### Prompt
Could you write out the records below exactly as they appear?

### Source records
+---+

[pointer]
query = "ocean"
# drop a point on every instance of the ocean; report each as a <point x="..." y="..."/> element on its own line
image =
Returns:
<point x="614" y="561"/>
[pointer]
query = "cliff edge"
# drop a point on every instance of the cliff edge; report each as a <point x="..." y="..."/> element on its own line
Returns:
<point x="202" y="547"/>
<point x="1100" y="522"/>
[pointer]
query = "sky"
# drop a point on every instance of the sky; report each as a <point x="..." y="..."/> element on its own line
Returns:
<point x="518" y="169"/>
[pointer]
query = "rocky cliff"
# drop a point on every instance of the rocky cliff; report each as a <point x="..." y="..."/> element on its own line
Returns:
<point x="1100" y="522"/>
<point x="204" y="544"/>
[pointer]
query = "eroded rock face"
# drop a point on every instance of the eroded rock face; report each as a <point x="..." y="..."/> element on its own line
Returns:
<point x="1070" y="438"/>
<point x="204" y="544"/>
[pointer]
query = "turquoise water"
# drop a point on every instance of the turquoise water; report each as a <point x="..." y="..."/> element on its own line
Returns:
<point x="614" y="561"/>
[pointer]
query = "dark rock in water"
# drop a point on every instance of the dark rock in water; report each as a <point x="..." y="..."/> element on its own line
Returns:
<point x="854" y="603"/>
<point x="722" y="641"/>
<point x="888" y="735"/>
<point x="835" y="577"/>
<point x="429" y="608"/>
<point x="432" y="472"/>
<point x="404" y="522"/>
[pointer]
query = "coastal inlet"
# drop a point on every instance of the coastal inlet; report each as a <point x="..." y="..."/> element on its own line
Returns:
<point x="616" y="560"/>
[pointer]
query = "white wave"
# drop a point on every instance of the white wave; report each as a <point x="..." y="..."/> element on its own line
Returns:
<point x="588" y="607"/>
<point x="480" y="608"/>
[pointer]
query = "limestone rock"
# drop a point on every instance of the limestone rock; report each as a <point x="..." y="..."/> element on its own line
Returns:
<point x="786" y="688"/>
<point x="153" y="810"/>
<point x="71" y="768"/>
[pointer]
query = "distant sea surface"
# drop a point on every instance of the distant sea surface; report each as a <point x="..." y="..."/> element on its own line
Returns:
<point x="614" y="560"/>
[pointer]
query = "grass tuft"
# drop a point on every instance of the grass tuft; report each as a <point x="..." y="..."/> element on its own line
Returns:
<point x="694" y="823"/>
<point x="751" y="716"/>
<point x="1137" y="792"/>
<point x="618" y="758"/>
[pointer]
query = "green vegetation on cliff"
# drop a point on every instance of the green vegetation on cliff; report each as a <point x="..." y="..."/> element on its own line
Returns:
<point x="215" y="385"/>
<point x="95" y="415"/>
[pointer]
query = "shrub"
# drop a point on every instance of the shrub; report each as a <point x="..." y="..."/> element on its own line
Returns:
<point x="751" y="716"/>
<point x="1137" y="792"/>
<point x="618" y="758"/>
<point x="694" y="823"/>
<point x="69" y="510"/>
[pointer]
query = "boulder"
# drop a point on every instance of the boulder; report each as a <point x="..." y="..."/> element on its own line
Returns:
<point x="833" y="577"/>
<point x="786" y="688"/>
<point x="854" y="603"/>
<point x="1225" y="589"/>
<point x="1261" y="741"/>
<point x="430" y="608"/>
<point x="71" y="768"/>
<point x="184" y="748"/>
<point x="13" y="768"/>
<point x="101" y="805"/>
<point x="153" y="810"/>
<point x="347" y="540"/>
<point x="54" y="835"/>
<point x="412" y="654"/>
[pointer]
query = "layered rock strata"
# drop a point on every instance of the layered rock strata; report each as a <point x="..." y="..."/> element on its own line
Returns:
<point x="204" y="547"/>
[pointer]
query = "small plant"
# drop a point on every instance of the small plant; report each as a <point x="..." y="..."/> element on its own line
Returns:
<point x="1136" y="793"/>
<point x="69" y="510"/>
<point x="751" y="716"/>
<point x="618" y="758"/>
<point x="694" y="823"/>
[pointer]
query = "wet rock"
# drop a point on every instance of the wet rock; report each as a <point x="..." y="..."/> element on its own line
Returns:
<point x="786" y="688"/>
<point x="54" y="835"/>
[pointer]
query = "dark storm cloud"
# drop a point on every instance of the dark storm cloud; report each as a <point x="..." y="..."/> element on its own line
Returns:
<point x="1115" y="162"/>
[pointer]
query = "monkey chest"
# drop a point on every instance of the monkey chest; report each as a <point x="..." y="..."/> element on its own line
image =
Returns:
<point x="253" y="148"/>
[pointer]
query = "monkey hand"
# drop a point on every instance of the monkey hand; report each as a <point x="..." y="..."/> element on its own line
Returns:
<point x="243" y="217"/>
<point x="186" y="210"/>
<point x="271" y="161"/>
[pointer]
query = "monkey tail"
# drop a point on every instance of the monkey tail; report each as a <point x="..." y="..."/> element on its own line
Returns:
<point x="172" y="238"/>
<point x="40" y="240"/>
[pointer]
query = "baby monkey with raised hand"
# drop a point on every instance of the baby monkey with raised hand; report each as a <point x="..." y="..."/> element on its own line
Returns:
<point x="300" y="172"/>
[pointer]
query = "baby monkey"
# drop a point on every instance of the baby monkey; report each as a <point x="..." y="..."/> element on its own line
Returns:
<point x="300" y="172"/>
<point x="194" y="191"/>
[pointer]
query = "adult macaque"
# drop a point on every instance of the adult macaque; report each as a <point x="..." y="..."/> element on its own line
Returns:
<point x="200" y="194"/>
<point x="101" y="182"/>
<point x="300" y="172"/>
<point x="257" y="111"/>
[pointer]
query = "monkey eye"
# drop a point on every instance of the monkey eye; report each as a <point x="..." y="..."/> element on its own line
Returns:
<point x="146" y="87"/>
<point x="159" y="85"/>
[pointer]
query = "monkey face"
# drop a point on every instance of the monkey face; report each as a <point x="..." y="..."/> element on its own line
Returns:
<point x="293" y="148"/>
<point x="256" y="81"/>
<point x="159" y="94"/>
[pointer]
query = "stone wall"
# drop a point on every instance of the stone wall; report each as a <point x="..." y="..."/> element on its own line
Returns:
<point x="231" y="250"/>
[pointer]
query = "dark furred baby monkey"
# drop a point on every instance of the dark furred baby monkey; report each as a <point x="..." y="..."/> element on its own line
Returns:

+---+

### Solution to this task
[pointer]
query = "ocean"
# drop a point on every instance of the ocean; report each as a <point x="..." y="..."/> element on its own line
image =
Returns:
<point x="614" y="561"/>
[pointer]
query = "cliff edge"
# drop a point on every instance of the cliff edge; report each as a <point x="..." y="..."/> element on its own line
Returns:
<point x="202" y="547"/>
<point x="1100" y="522"/>
[pointer]
query = "sky"
# drop a point on every instance of the sky; report each as a <point x="..." y="..."/> element on its own line
Returns:
<point x="518" y="169"/>
[pointer]
query = "rocky cliff"
# drop a point on every instance of the rocky cliff; report each as a <point x="..." y="..."/> element on its own line
Returns:
<point x="1100" y="522"/>
<point x="204" y="544"/>
[pointer]
query = "eroded rock face"
# drop a point on every instance of the eroded rock face; report each as a <point x="..." y="..."/> element on its own line
Returns:
<point x="1070" y="438"/>
<point x="204" y="544"/>
[pointer]
query = "turquoise water"
# drop a point on every instance of the turquoise water; report each as a <point x="..." y="..."/> element on its own line
Returns:
<point x="614" y="561"/>
[pointer]
query = "dark rock in water"
# drop a point on every instance of the dark rock in water; report each as a <point x="..." y="..."/> element on its own line
Returns:
<point x="854" y="603"/>
<point x="722" y="641"/>
<point x="888" y="735"/>
<point x="835" y="577"/>
<point x="429" y="608"/>
<point x="432" y="472"/>
<point x="404" y="522"/>
[pointer]
query = "coastal inlet"
# drop a point on every instance of the coastal inlet; report each as a <point x="..." y="..."/> element on its own line
Returns:
<point x="616" y="560"/>
[pointer]
query = "white wave"
# drop a point on every instance of the white wave; report each as a <point x="..." y="..."/> element on its own line
Returns:
<point x="588" y="607"/>
<point x="480" y="608"/>
[pointer]
query = "limestone rock"
# drop a point on every instance of the limestone rock; report each as a <point x="..." y="..."/> element on its own line
Returns:
<point x="786" y="688"/>
<point x="153" y="810"/>
<point x="71" y="768"/>
[pointer]
query = "distant sea surface"
# drop a point on every instance of the distant sea surface; report each as a <point x="..." y="..."/> element on its own line
Returns:
<point x="614" y="560"/>
[pointer]
query = "grass tuft"
# drop a point on every instance of the grass tuft; report each as a <point x="..." y="..."/> element on its own line
Returns:
<point x="694" y="823"/>
<point x="751" y="716"/>
<point x="1137" y="792"/>
<point x="618" y="758"/>
[pointer]
query = "green vegetation on cliff"
# drop a point on every instance of the green vegetation on cliff; report each as a <point x="..." y="..."/> element on its own line
Returns:
<point x="215" y="385"/>
<point x="95" y="415"/>
[pointer]
query = "shrub"
# drop a point on every instance of the shrub; report each as a <point x="..." y="..."/> element on its own line
Returns:
<point x="751" y="716"/>
<point x="1137" y="792"/>
<point x="618" y="758"/>
<point x="694" y="823"/>
<point x="69" y="510"/>
[pointer]
query = "boulder"
# drop a point on every instance of the boulder; report each as a <point x="..." y="..."/> element on its own line
Returns:
<point x="833" y="577"/>
<point x="786" y="688"/>
<point x="854" y="603"/>
<point x="1225" y="589"/>
<point x="1261" y="741"/>
<point x="430" y="608"/>
<point x="71" y="768"/>
<point x="184" y="748"/>
<point x="13" y="768"/>
<point x="101" y="805"/>
<point x="153" y="810"/>
<point x="347" y="540"/>
<point x="54" y="835"/>
<point x="412" y="654"/>
[pointer]
query = "layered rock strata"
# drop a point on every instance of the layered rock strata; report each as a <point x="..." y="..."/> element on its own line
Returns:
<point x="204" y="547"/>
[pointer]
query = "small plant"
# drop a point on every instance of the small plant; report each as a <point x="..." y="..."/> element on its own line
Returns:
<point x="1136" y="793"/>
<point x="69" y="510"/>
<point x="751" y="716"/>
<point x="618" y="758"/>
<point x="694" y="823"/>
[pointer]
query = "wet rock"
# drop a point on every instance of the wet rock; report each as a <point x="..." y="..."/> element on its own line
Returns:
<point x="786" y="688"/>
<point x="54" y="835"/>
[pointer]
query = "dark storm cloud"
# drop a point on every instance of the dark storm cloud; report each as a <point x="..." y="..."/> element on its own line
Returns:
<point x="1115" y="162"/>
[pointer]
query = "monkey chest"
# drop a point on every instance of the monkey chest; report each as a <point x="..." y="..."/> element on its own line
image =
Returns:
<point x="253" y="148"/>
[pointer]
query = "monkey hand"
# drop a point on every instance of the monkey hand; report each as a <point x="..." y="..."/> element on its own line
Returns:
<point x="243" y="217"/>
<point x="186" y="210"/>
<point x="271" y="161"/>
[pointer]
query = "monkey tail"
# drop a point on every instance of the monkey tail; report each as a <point x="..." y="..."/> element on its own line
Returns:
<point x="172" y="238"/>
<point x="40" y="240"/>
[pointer]
query = "baby monkey with raised hand"
# drop a point on every instance of the baby monkey with raised hand; report each as a <point x="..." y="..."/> element on its own line
Returns:
<point x="300" y="172"/>
[pointer]
query = "baby monkey"
# drop a point on every instance of the baby monkey; report each as a <point x="..." y="..."/> element on its own line
Returns:
<point x="300" y="172"/>
<point x="194" y="191"/>
[pointer]
query = "adult macaque"
# drop a point on every instance of the adult macaque; report each as a <point x="..." y="..."/> element on its own line
Returns:
<point x="200" y="194"/>
<point x="101" y="182"/>
<point x="300" y="172"/>
<point x="257" y="111"/>
[pointer]
query = "monkey eye"
# drop a point on every instance of the monkey eye; report each as a <point x="..." y="..."/> element on its own line
Returns:
<point x="146" y="87"/>
<point x="159" y="85"/>
[pointer]
query = "monkey face"
# drop a point on every instance of the monkey face; report each as a <point x="..." y="..."/> element on its own line
Returns:
<point x="293" y="148"/>
<point x="256" y="81"/>
<point x="159" y="94"/>
[pointer]
query = "stone wall"
# drop a point on every instance of the stone wall; report each as a <point x="..." y="..."/> element on its own line
Returns:
<point x="231" y="250"/>
[pointer]
query = "dark furred baby monkey"
# drop a point on every instance of the dark furred baby monkey; report each as a <point x="..." y="..."/> element on its own line
Returns:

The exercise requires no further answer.